_EXTRACT TO READ_.
########
Arboretum Honors WWI Veterans

On Veteran’s Day, in honor of the centennial of “The Great War,” a Swamp White Oak was planted on College Road by members of Uncommon Individual’s Saving Hallowed Ground program.

During World War I members of the Army’s Medical Corps and other non-combat personnel trained at Haverford, so the campus was a fitting choice for a commemorative tree planted as part of the National WWI Centennial Memorial Tree Project. On Veteran’s Day, Eugene Hough, co-founder of the Uncommon Individual Foundation’s Saving Hallowed Ground Program, came to Haverford at the invitation of the Arboretum Director Bill Astifan to plant a Swamp White Oak on College Lane.
########
_TASK SET_.
• a. In the article on the Arboretum's WWI tree planting, who invited Eugene Hough to Haverford?
• b. Continue the article on the Arboretum's WWI tree planting, starting after its last sentence.
########
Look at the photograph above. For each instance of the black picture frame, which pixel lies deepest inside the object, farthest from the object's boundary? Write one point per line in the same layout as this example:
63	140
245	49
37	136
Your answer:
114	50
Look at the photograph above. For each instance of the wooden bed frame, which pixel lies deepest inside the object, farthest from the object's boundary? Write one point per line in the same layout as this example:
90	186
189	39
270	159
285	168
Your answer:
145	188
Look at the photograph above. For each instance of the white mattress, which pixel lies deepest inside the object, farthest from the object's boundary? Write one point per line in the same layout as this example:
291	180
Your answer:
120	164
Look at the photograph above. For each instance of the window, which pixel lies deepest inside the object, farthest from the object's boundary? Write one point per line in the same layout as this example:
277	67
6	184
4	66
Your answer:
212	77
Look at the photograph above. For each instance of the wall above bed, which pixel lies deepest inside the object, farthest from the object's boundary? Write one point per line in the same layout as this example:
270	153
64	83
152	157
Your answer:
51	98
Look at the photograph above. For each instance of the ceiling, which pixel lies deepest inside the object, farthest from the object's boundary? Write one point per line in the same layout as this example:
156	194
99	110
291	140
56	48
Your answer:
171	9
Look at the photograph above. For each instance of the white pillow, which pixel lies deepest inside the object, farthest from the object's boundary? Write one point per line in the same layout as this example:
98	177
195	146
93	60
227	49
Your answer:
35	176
########
_RESULTS IN ORDER_.
• a. Arboretum Director Bill Astifan invited him.

• b.
The tree is the second in an ongoing series of plantings by the National WWI Centennial Memorial Tree Project; the first was planted on Sept. 11, 2016, in Wayne. This project was inspired by a century-old program that planted oak trees around the world as memorials commemorating soldiers who died during WWI. (That program began in 1914 and continued into the post war years.) Hough and his colleagues hope these modern-era WWI memorial plantings become living reminders of the those who served in the “Great War” around the world.

Hough’s father, William Hough Jr., attended Haverford and graduated with the Class of 1950. The Swamp White Oak on College Lane was planted in his honor.

After the planting, Hough asked attendees to don white gloves before leading them through a folding ceremony with the 20×30 Saving Hallowed Ground Centennial Flag.